* **Dataset records**

————————

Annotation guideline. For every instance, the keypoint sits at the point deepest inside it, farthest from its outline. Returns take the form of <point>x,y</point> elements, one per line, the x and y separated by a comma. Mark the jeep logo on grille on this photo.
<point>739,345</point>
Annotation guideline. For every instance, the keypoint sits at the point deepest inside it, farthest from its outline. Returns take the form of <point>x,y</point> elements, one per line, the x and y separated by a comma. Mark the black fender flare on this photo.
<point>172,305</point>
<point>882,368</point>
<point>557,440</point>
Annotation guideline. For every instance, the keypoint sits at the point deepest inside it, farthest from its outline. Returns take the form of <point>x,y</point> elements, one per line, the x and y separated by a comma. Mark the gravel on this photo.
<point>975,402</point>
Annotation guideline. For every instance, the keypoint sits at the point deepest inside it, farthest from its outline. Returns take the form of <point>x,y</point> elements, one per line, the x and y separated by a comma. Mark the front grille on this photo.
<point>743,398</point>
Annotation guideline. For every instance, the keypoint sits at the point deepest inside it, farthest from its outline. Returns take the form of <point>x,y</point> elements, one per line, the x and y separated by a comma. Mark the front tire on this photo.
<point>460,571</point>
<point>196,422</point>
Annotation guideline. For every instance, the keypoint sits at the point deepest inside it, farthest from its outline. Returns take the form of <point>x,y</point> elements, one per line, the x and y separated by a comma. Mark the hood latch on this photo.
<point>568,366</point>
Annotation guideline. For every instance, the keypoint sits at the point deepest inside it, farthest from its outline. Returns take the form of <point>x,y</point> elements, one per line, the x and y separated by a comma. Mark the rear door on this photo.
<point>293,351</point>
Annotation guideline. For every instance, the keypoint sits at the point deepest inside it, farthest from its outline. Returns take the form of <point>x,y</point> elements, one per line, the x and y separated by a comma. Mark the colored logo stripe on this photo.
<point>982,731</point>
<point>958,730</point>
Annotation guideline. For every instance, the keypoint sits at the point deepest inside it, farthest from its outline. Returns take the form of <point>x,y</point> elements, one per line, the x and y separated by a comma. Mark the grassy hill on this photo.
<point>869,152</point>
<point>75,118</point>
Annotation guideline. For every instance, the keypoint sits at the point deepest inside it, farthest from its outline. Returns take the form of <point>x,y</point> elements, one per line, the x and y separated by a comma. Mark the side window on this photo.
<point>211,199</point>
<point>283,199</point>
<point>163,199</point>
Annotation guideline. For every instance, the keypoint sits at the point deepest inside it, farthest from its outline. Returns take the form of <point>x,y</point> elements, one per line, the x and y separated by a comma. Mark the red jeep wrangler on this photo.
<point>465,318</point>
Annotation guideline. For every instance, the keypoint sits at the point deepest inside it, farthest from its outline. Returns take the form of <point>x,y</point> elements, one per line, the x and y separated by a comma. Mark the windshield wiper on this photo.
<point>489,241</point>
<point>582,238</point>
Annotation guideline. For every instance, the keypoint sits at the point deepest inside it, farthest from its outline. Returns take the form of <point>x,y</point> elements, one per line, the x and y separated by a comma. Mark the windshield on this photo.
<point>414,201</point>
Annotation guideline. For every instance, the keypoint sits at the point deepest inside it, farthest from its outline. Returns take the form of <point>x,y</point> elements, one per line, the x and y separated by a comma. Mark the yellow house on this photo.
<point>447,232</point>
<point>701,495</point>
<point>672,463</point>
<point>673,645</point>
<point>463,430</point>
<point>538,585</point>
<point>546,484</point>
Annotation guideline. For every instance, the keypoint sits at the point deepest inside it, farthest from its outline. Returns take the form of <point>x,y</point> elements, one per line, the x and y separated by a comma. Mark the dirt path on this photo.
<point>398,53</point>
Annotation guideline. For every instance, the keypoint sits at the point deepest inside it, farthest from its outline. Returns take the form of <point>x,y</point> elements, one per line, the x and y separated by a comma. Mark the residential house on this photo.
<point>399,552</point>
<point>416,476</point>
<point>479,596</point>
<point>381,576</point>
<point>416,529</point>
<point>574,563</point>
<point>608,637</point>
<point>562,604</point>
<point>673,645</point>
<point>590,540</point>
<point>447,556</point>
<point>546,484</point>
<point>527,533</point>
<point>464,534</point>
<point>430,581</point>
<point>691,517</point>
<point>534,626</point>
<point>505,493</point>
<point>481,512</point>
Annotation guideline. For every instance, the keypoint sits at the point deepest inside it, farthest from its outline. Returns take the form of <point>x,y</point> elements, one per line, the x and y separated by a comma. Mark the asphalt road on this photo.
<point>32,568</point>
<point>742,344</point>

————————

* **Description of the task**
Rewrite everything from the line containing "yellow house on this photo." down to the line containing "<point>447,232</point>", replacing "keypoint" with "marker" and keeping everything else the same.

* **Output of the task**
Annotation guideline. For every instance, the marker sits at the point deepest inside it, farthest from its outline. Returns take the form of <point>x,y</point> elements, one per line, the x and y separated by a comma. Mark the yellow house on this photo.
<point>447,232</point>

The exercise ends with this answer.